***** Reading text
Getting Sick Made Me Realize about My Personality: My Daily Life Began to Change from That Point

(YO from Tokyo/Female/50s/Civil servant) 

It all started a few years ago. I felt light-headed and fell over while doing a yoga pose that I normally do without any problems. For some reason, this incident, which I would normally just brush off, stuck with me. I decided to undergo a simple brain checkup, thinking, “If nothing happened, I’d be safe.” What was discovered was a small cerebral aneurysm in the left side of the brain. Follow-up observation continued for three and a half years. During an examination last fall, it was discovered that the shape had become larger and sharper, so I decided to undergo surgery. 

The Realization that Came with a Shock 

This was my first surgery in my life. While I wasn’t terribly upset under the protection from Kami, but I guess my heart must have been turbulent. Before I knew it, I was becoming increasingly irritated at work. I tend to get so passionate about doing things for my subordinates that I ended up saying harsh things like, “I don’t think we have this, right?” and sometimes these words caught me by surprise. One day, a staff member overheard my instruction and said something to me. “What you say is correct, but the way you say it makes it hard even for me, who is just overhearing you.” It was like being hit on the head with a hammer. 

My feelings of apologies flooded in all at once, and I finally managed to say, “I’m sorry, and I’ll be careful.” At that time, a passage from issue #340 of Yūwa came to mind. “Right and wrong are not simply about obeying the law, but whether you can live your life in a way that doesn’t hurt people’s kokoro and give them joy.” I thought, “I want to be like that,” but I couldn’t put it into practice. It was the moment when I was able to face head-on the fact that I can easily become emotional. At the same time, I realized that this personality may have been the cause of my illness, and I seriously wanted to change myself for the sake of my subordinates. 

Now that I think about it, I inherited my short temper from my father. But I don’t want to hurt anyone any more. I want to approach my subordinates with a calm heart so that they can work with a sense of purpose. I seriously talked to Kami about my feelings. Then, little by little, the way we interacted with each other began to change. I started practicing by not interrupting when my subordinates are reporting to me; but just listen to the end. If a person in charge remains silent during a meeting, instead of asking, “Don’t you have anything to say?” I would think how can I make it easier for them to speak up. Gradually, I began to see the good qualities in each of them more than ever before. For instance, “This person is not good at office work, but he/she takes good care of young employees.”
**********
# Activity 1
According to the account, for how long did follow-up observation of the aneurysm continue?
# Activity 2
Copy the passage of the account between "The Realization that" and "with a hammer.", inclusive.
# Activity 3
List every detail about the writer given in the parenthetical line beneath the title of the account.
***** Material shown
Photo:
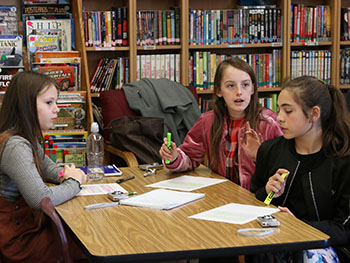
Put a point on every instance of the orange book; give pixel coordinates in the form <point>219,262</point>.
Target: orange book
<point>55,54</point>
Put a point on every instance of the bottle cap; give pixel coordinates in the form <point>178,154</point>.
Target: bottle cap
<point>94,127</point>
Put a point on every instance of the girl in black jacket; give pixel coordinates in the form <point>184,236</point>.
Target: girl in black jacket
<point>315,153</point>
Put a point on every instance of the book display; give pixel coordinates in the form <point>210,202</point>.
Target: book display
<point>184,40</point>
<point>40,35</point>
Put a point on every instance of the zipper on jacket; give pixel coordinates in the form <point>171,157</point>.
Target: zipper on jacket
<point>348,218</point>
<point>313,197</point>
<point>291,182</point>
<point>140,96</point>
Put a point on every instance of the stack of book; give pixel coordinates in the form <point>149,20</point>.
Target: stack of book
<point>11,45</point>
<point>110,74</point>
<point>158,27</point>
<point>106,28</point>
**********
# Exercise response 1
Three and a half years.

# Exercise response 2
The Realization that Came with a Shock 

This was my first surgery in my life. While I wasn’t terribly upset under the protection from Kami, but I guess my heart must have been turbulent. Before I knew it, I was becoming increasingly irritated at work. I tend to get so passionate about doing things for my subordinates that I ended up saying harsh things like, “I don’t think we have this, right?” and sometimes these words caught me by surprise. One day, a staff member overheard my instruction and said something to me. “What you say is correct, but the way you say it makes it hard even for me, who is just overhearing you.” It was like being hit on the head with a hammer.

# Exercise response 3
YO, from Tokyo, Female, 50s, Civil servant